Activity A: In the fuel market commentary below, what share of last year's U.S. biomass-based diesel imports was renewable diesel, and where did that product come from?
Activity B: Carry on the fuel market commentary below from its final sentence, writing in the same style.

Passage shown:
*** Begin section ***

If ULSD can break (and hold) above $2, and RBOB can do the same at $2.17, there’s room on the charts for another 11-12 cents of gains in the near future.
It seems like the only headwind for the bulls this morning is a pullback in U.S. equity markets, with some indices pointing towards their lowest levels in two weeks at the open. The correlation between daily price moves in the S&P 500 and energy futures has strengthened significantly in the past couple of weeks, after having gone dormant for the past couple of months.
RIN values reached new record highs Monday, adding a nickel or more depending on the contract, and are pointed higher again to start Tuesday’s session. The new EPA administration asked a Federal Court to vacate three small refinery exemptions granted in the last days of the old EPA administration. One thing to watch, grain prices have started to see large intraday swings, with big early gains turning into afternoon losses, which could add more volatility to the notoriously volatile RIN market.
More environmental challenges for refiners this week. Colorado’s only refinery faced tough challenges in the hearing about renewing their air permits, while the plant formerly known as Hovensa received a violation notice from the EPA that could eventually halt production at that facility.
An EIA report this morning highlighted the growth in bio-mass-based diesel imports into the U.S. last year, even as total diesel consumption dropped sharply due to COVID lockdowns. Renewable diesel accounted for 60% of those imports, with all of that product coming from Singapore. Exports of biodiesel – most of which go to Canada – were also up in 2020, and there’s likely to be increased competition from buyers as Canada’s clean fuels program goes into effect next year.
Discussion On Environmental Pressure Businesses Face
It’s a quiet start to the week as oil and refined products trading modestly lower this morning, after moving modestly higher overnight. A weak finish on Friday took away the upward momentum in what was an otherwise strong week that suggests from a technical perspective, energy contracts are poised to make an attempt at new highs for the year.

*** End section ***

Data extract:

*** Begin section ***

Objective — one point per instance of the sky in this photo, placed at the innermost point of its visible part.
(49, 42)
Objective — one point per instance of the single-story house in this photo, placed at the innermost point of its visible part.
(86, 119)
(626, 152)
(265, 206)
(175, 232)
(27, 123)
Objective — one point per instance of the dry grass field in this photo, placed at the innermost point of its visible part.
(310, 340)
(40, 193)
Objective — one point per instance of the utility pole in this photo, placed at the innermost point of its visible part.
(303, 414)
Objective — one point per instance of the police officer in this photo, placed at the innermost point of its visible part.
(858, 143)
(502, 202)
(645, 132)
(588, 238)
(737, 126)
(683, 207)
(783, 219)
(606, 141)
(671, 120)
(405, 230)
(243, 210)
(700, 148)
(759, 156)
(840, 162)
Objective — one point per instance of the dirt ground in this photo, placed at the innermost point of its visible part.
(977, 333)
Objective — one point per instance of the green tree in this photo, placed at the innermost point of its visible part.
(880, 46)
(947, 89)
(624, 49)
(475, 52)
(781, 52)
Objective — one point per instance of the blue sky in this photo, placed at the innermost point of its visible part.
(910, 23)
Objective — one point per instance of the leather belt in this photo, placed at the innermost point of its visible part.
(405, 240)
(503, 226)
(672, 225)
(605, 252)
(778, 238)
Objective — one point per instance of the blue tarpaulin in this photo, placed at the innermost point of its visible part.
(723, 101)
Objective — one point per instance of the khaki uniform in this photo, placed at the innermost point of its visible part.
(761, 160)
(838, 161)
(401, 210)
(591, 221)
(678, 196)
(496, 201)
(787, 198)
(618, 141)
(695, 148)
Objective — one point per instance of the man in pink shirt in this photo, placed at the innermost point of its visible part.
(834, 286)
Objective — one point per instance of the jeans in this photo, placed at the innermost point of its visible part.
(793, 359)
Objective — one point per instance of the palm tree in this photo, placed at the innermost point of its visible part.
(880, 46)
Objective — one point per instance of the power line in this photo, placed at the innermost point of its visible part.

*** End section ***

Answer space A: Renewable diesel made up 60% of those imports, and all of it came from Singapore.

Answer space B:
Money managers are looking more bullish after adding to net length in most of the petroleum contracts last week through a combination of new long positions, and covering old shorts. As has been the case for the past several months however, the size of the position changes was minimal on the week, suggesting that the large speculators aren’t ready to make big wagers in either direction at this point. Both the U.S. and European diesel contracts saw heavy short covering as prices approached new highs for the year last week, and the Gasoil contract reached its highest net length held by money managers since September 2019.
Baker Hughes reported one less oil rig was operating in the U.S. last week, marking a second straight single-rig decline in their weekly count after six-months of steady increases. The Permian basin dropped three rigs last week, while other shale plays added a net of two.
The Berkshire Hathaway annual meeting this weekend named an eventual successor to the Oracle of Omaha, and included plenty of discussion on the mounting environmental pressure faced by businesses today. When asked about the companies large stake in Chevron, Buffet responded by saying (in part), “I do think the world is moving away from hydrocarbons….I will not be uncomfortable about being in the oil business…[the world is going to] need a lot of hydrocarbons for a long time”, and that he was glad that “we've got them. I think Chevron has benefitted societies in all kinds of ways, and I think it will continue to."